## Exercise input
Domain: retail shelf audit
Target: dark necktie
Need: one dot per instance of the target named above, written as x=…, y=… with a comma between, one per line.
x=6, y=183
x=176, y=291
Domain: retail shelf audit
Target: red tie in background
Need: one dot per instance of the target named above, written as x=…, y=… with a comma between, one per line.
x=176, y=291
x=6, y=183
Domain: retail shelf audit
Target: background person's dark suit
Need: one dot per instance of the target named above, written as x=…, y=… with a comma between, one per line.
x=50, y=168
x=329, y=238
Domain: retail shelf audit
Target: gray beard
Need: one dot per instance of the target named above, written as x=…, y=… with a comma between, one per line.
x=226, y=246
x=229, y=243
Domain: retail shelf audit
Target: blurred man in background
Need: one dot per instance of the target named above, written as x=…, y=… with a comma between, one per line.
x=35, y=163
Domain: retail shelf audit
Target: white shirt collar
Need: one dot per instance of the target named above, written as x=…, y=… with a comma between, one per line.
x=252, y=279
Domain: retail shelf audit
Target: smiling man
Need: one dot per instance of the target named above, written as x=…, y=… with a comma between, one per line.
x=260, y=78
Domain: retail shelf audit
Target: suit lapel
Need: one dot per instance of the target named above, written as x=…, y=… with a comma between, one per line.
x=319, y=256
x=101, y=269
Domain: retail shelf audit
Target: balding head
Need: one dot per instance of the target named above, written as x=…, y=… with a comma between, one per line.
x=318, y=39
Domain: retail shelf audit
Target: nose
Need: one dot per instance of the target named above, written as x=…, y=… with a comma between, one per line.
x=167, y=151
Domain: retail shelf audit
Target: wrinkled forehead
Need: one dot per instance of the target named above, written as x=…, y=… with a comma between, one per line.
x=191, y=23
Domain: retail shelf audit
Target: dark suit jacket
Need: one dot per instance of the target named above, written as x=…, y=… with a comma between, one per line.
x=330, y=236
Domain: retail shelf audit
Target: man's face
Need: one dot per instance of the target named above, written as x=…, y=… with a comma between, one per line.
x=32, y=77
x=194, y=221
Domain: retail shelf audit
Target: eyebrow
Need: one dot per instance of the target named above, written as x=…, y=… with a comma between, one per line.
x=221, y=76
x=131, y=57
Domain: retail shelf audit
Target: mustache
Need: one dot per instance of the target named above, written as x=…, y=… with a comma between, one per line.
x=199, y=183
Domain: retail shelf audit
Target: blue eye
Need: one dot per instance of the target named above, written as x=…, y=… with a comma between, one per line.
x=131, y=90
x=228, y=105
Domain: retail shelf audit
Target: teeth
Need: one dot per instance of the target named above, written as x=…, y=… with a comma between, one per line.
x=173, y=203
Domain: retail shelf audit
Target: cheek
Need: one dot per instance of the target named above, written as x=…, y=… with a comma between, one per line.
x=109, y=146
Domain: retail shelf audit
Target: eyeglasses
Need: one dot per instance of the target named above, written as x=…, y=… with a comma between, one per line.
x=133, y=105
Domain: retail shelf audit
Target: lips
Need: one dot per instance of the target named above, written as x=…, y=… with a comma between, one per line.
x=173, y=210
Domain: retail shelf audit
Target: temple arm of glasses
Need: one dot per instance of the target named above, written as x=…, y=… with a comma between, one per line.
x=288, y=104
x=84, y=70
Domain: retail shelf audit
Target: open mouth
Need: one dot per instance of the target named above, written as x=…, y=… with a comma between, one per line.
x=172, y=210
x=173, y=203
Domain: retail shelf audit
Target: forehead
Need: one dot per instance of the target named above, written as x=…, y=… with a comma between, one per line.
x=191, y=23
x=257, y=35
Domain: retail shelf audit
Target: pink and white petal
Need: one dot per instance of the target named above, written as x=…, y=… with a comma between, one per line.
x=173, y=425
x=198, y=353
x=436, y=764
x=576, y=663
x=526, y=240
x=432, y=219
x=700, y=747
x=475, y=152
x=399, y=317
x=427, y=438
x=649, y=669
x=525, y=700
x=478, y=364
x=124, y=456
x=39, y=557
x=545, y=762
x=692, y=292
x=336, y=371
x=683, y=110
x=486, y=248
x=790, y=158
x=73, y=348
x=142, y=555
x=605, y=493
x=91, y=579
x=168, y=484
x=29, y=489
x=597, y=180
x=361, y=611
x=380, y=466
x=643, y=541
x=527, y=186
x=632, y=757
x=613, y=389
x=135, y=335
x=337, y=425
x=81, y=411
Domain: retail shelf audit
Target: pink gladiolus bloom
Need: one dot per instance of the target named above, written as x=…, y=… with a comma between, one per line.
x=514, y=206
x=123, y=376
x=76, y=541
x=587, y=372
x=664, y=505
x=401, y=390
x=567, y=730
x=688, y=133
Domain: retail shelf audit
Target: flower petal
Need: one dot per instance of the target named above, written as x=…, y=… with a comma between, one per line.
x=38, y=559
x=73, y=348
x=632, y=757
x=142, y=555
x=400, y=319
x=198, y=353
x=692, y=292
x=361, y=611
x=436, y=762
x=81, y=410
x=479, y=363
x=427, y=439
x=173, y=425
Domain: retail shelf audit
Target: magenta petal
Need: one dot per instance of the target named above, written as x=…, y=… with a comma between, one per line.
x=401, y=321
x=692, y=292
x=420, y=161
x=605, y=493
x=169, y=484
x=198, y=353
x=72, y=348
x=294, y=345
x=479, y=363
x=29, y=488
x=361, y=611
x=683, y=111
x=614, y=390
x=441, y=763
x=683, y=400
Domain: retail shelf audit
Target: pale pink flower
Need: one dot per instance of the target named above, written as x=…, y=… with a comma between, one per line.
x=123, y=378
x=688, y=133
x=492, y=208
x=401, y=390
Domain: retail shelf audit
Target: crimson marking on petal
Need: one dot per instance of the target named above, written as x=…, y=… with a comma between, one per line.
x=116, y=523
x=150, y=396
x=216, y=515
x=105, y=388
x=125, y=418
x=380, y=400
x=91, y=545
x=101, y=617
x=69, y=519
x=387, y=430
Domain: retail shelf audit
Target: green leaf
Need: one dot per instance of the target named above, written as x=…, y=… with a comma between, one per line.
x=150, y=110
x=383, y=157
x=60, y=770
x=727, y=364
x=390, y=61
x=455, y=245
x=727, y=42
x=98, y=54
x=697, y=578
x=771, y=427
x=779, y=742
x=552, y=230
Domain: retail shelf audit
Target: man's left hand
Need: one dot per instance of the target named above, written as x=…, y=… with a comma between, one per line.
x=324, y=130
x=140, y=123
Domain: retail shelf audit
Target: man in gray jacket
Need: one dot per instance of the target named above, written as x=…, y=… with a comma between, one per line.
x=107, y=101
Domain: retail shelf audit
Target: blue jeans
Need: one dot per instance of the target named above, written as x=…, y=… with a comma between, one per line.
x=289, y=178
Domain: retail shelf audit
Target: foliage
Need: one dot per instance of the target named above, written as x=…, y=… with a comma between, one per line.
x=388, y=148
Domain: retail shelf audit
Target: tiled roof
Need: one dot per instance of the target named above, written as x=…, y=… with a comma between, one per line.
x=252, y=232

## Exercise directions
Can you write out every row above again, substituting "store display review" for "retail shelf audit" and keeping everything else unchanged?

## Solution for this task
Domain: store display review
Target: dark necktie
Need: one dot per instance of the target named above, written as x=…, y=… with a comma between, one per line.
x=6, y=183
x=176, y=291
Domain: store display review
Target: red tie in background
Need: one dot per instance of the target named above, written as x=…, y=… with a comma between, one per line.
x=176, y=291
x=6, y=183
Domain: store display review
Target: background person's dark suit
Need: one dot per instance of the target named above, written as x=…, y=… with a comma between, one per line.
x=50, y=168
x=329, y=238
Domain: store display review
Target: gray beard
Need: one dot per instance of the target named above, written as x=…, y=… with a comma between, one per line.
x=226, y=246
x=229, y=243
Domain: store display review
Target: blurred man in background
Need: one dot per instance of the target named above, written as x=…, y=… with a comma between, one per line.
x=35, y=163
Domain: store display review
Target: white shirt collar
Need: one dot per instance of the target named above, written as x=…, y=… with a comma between, one per line.
x=252, y=279
Domain: store display review
Target: smiling man
Need: one dot per instance of the target named above, written as x=…, y=… with a comma between, one per line.
x=260, y=78
Domain: store display review
Target: suit lapel
Need: one dot per instance of the target named above, written as x=…, y=… with a comma between, one per line.
x=319, y=256
x=101, y=269
Domain: store display review
Target: balding head
Need: one dot per instance of the target named above, written as x=…, y=… with a comma between, one per line.
x=318, y=39
Domain: store display review
Target: nose
Need: one dot per instance of the target named above, written as x=…, y=… with a comma between, one per line.
x=167, y=151
Domain: store display review
Target: wrinkled forehead
Need: one dot per instance of the target named above, written as x=…, y=… with a comma between, one per line.
x=191, y=23
Domain: store display review
Target: dark suit jacket
Need: one dot per instance of the target named above, written as x=…, y=… with a comma between, one per line.
x=330, y=236
Domain: store display review
Target: man's face
Need: one dot per instance of the target named above, written as x=…, y=… with a comma between, one per line.
x=32, y=77
x=194, y=221
Domain: store display review
Target: eyebrow
Need: one dot per instance of the target named above, written as x=…, y=… with a comma between, one per line.
x=221, y=76
x=131, y=57
Domain: store display review
Target: mustache
Need: one dot per instance of the target named above, written as x=…, y=… with a comma between, one per line.
x=199, y=183
Domain: store display review
Target: blue eye
Need: one dot per instance of the target named above, written as x=…, y=… with a comma between, one per line.
x=131, y=90
x=228, y=105
Domain: store display review
Target: teeth
Need: one dot per instance of the target named above, written as x=…, y=… with a comma between, one per line.
x=173, y=203
Domain: store display review
Target: cheek
Need: one dot per instance of the target named above, written as x=…, y=… with a comma between, one per line.
x=109, y=146
Domain: store display review
Target: eyeglasses
Need: one dot per instance of the target named above, written as x=…, y=… with a comma between, one per line.
x=133, y=105
Domain: store display review
Target: lips
Need: one dot per instance of the target named above, written as x=…, y=… with a comma between, one per line.
x=173, y=210
Domain: store display review
Target: temple arm of glasses
Need: one dot per instance of the target named above, written as x=…, y=… with a comma between, one per line.
x=288, y=104
x=84, y=70
Domain: store display review
Target: open mouth
Need: one dot per instance of the target named above, written as x=…, y=… with a comma between, one per line.
x=172, y=210
x=173, y=203
Domain: store display review
Target: forehead
Need: one dot per instance of the target named above, written as x=…, y=… with a comma between, one per line.
x=191, y=23
x=257, y=35
Domain: store display review
Target: pink and white petal
Need: one dot per instance of the target named above, written as x=…, y=… with a comma between, one per line.
x=173, y=425
x=198, y=353
x=436, y=764
x=576, y=663
x=526, y=240
x=432, y=219
x=700, y=747
x=475, y=152
x=399, y=317
x=427, y=438
x=649, y=669
x=525, y=700
x=478, y=364
x=124, y=456
x=39, y=557
x=545, y=762
x=692, y=292
x=336, y=371
x=683, y=110
x=486, y=248
x=790, y=158
x=73, y=348
x=142, y=555
x=605, y=493
x=91, y=579
x=168, y=484
x=29, y=489
x=597, y=180
x=361, y=611
x=380, y=466
x=643, y=541
x=527, y=186
x=632, y=757
x=613, y=389
x=135, y=335
x=337, y=425
x=81, y=411
Domain: store display review
Target: pink gladiolus bloom
Need: one dot per instance of the target named above, written as x=…, y=… with a comma between, one per line.
x=514, y=206
x=123, y=376
x=76, y=541
x=587, y=372
x=664, y=505
x=401, y=390
x=567, y=730
x=688, y=133
Domain: store display review
Target: flower petal
Need: one dot per instance of the target named above, written as x=…, y=… with a comma between, one per line.
x=38, y=559
x=73, y=348
x=632, y=757
x=142, y=555
x=400, y=319
x=198, y=353
x=692, y=292
x=361, y=611
x=436, y=762
x=81, y=410
x=479, y=363
x=427, y=439
x=173, y=425
Domain: store display review
Target: magenta petal
Need: one dot per instance of the target named above, written as x=…, y=… with a comma between, one per line.
x=401, y=321
x=692, y=292
x=420, y=161
x=605, y=493
x=169, y=484
x=198, y=353
x=72, y=348
x=294, y=345
x=479, y=363
x=29, y=488
x=361, y=611
x=683, y=111
x=614, y=390
x=441, y=763
x=683, y=400
Domain: store display review
Target: pale pink flower
Need: one dot per instance of the target named above, written as x=…, y=… with a comma between, one per line.
x=123, y=378
x=688, y=133
x=492, y=208
x=401, y=390
Domain: store display review
Target: crimson marking on petal
Need: one dot per instance of the target named above, written as x=…, y=… with a comma between, one per line.
x=116, y=523
x=150, y=396
x=216, y=515
x=105, y=388
x=125, y=418
x=380, y=400
x=91, y=545
x=101, y=617
x=69, y=519
x=387, y=430
Domain: store display review
Target: green leaf
Need: one dot per instance of the target named above, written as x=…, y=… with a comma between, one per line.
x=150, y=110
x=383, y=157
x=60, y=770
x=727, y=364
x=390, y=61
x=455, y=245
x=727, y=42
x=98, y=54
x=697, y=578
x=771, y=427
x=779, y=742
x=552, y=230
Domain: store display review
Target: man's left hand
Need: one dot per instance of the target named above, written as x=…, y=… with a comma between, one per line.
x=324, y=130
x=140, y=123
Domain: store display review
Target: man in gray jacket
Need: one dot per instance of the target named above, written as x=…, y=… with a comma between, one per line.
x=107, y=101
Domain: store display review
Target: blue jeans
Need: one dot per instance of the target named above, written as x=…, y=… with a comma between, one per line.
x=289, y=178
Domain: store display review
Target: foliage
Need: one dot per instance of the target named above, written as x=…, y=… with a comma between, one per line.
x=388, y=148
Domain: store display review
Target: tiled roof
Need: one dot per instance of the target named above, written as x=…, y=… with a comma between, one per line.
x=252, y=232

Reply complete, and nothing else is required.